» Dataset excerpts
____________________

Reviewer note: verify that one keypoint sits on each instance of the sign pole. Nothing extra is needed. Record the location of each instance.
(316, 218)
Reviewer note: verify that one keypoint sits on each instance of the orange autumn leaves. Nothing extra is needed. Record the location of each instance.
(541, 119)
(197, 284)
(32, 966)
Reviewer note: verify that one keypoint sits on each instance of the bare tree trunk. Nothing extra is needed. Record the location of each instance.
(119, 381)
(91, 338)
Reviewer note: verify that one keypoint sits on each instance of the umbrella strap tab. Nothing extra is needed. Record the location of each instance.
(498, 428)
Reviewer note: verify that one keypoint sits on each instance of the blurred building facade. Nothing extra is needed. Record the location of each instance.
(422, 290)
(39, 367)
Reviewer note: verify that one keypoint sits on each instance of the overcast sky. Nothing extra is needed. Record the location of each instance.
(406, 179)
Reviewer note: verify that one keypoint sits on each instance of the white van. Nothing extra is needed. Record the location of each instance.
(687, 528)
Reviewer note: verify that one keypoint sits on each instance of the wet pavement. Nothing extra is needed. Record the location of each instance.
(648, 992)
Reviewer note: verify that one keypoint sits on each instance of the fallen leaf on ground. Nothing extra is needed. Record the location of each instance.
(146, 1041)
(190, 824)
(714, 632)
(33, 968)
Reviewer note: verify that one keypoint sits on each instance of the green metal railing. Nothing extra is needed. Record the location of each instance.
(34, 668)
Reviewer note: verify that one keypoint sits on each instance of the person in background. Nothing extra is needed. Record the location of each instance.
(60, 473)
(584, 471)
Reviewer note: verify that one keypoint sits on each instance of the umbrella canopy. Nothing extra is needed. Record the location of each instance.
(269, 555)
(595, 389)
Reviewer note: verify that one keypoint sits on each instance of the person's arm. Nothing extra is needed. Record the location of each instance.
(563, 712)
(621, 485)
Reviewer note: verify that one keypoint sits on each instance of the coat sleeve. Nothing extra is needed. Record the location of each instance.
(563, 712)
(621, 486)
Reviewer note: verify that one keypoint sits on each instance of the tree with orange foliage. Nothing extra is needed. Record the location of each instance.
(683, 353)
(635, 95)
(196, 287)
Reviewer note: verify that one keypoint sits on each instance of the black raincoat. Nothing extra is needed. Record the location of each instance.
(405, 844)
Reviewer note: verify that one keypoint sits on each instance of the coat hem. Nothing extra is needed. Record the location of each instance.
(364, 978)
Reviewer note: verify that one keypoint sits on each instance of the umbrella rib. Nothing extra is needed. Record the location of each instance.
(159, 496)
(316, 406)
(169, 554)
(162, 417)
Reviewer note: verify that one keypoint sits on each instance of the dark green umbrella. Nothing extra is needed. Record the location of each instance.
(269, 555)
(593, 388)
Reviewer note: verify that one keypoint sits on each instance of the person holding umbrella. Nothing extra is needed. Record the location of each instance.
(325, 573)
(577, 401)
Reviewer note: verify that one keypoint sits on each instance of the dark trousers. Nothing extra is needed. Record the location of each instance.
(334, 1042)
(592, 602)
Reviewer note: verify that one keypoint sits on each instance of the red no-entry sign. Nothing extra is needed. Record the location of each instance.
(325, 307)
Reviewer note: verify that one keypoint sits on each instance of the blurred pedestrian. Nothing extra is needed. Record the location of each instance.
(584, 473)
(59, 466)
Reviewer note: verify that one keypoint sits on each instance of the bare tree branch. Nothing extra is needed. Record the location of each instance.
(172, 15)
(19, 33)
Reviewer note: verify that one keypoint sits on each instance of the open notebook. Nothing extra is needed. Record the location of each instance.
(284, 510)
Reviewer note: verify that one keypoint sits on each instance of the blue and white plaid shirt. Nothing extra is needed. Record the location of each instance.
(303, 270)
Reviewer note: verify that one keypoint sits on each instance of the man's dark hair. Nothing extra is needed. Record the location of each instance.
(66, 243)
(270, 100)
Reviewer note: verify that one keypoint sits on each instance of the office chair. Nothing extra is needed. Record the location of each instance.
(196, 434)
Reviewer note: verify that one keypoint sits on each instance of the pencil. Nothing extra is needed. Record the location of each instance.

____________________

» Prompt
Reproduce the records in full, exactly as written.

» Right answer
Reviewer note: verify that one keypoint sits on each instance of the sign pole. Nothing extra is needed. Record the location of each instance.
(316, 218)
Reviewer note: verify that one keypoint sits on each instance of the orange autumn leaves. Nothing extra is needed. Record the location of each instance.
(541, 119)
(197, 284)
(32, 966)
Reviewer note: verify that one keypoint sits on each instance of the bare tree trunk. Nothing extra is needed. Record the location of each instance.
(119, 381)
(91, 338)
Reviewer note: verify that one keypoint sits on each instance of the umbrella strap tab. Nothing extra is needed. Record the location of each instance.
(498, 428)
Reviewer note: verify that one keypoint sits on each instance of the blurred building facade. Nothing extra is needed. Record the location of each instance.
(422, 290)
(39, 367)
Reviewer note: verify that one keypoint sits on each instance of the overcast sky. Nothing extra is needed. Record the location of each instance.
(406, 179)
Reviewer note: verify that one keypoint sits on each instance of the white van. Nothing extra is needed. Record the location of each instance.
(687, 528)
Reviewer note: verify that one keypoint sits on each instance of the wet pavement. Nothing extra is needed. Record the location of each instance.
(648, 992)
Reviewer note: verify that one keypoint sits on each instance of the fallen leaf on ground. Nothing extra is needed. Record the location of each instance.
(146, 1041)
(190, 824)
(714, 632)
(33, 968)
Reviewer note: verify that one keypoint sits on each instance of the green metal railing. Nothing extra is needed. Record the location of each instance.
(34, 668)
Reviewer note: verify that one keypoint sits on each instance of the person in background. Nothing extra is needed. Record the location of each instance.
(60, 473)
(584, 471)
Reviewer note: verify that one keypoint sits on each instance of the umbrella canopy. Nothing extra is needed. Record the location of each instance.
(269, 555)
(595, 389)
Reviewer note: verify that one keypoint sits on each instance of the person's arm. Nothing extra is needed. Record the location of each instance.
(563, 712)
(621, 485)
Reviewer note: verify that one keypoint sits on each instance of the coat sleeve. Nothing extra is needed. Record the location of each instance.
(563, 712)
(621, 486)
Reviewer note: verify that one keypoint sits on each instance of the tree with orange foliage. Nothing extra is needed. Record the location of each instance.
(683, 353)
(635, 95)
(196, 287)
Reviewer note: verify that one keypoint sits on each instance of the black raincoat. Nothing extra is needed. Record the location of each instance.
(405, 844)
Reviewer note: verify that one keypoint sits on each instance of the coat hem. Nothing extra is needed. Record the location of each instance.
(364, 978)
Reviewer note: verify that one keypoint sits on each instance of the umbrella rib. Nothing extra is needed. Record the location of each instance.
(159, 496)
(316, 406)
(169, 554)
(162, 417)
Reviewer note: verify that one keypoint sits on each instance of the dark green umbrella. Nothing extra is needed. Record the location of each instance.
(269, 555)
(593, 388)
Reviewer note: verify that one keypoint sits on each instance of the person holding umbrella. Nothing extra is needed. Record the location of each instance.
(325, 573)
(577, 401)
Reviewer note: verify that one keypoint sits on each instance of the dark trousers. Nothing extra is needed. Record the location of each instance.
(334, 1042)
(592, 602)
Reviewer note: verify that one keypoint sits on each instance of the red no-entry sign. Nothing extra is needed. Record the location of each instance.
(325, 307)
Reviewer note: verify that one keypoint sits on each instance of the blurred pedestrian. Nothing extra is needed. Record the location of each instance.
(584, 473)
(59, 466)
Reviewer note: verify that one keypoint sits on each instance of the bare tree branch. Nothing extra is needed. Record the location of each instance.
(172, 15)
(19, 33)
Reviewer note: verify that one keypoint sits on each instance of the open notebook. Nothing extra is needed. Record the location of each instance.
(284, 510)
Reviewer note: verify that one keypoint sits on each instance of the blue and white plaid shirt. Nothing extra is needed. Record the location of each instance.
(303, 270)
Reviewer note: verify that one keypoint sits on each instance of the man's dark hair. Nothing extra is needed. Record the location of each instance.
(66, 243)
(270, 100)
Reviewer note: verify that one keypoint sits on each instance of the office chair. Nothing extra is needed. Record the location of each instance.
(196, 434)
Reviewer note: verify that one keypoint sits on each instance of the pencil. Nothing extra is needed. Record the location of each instance.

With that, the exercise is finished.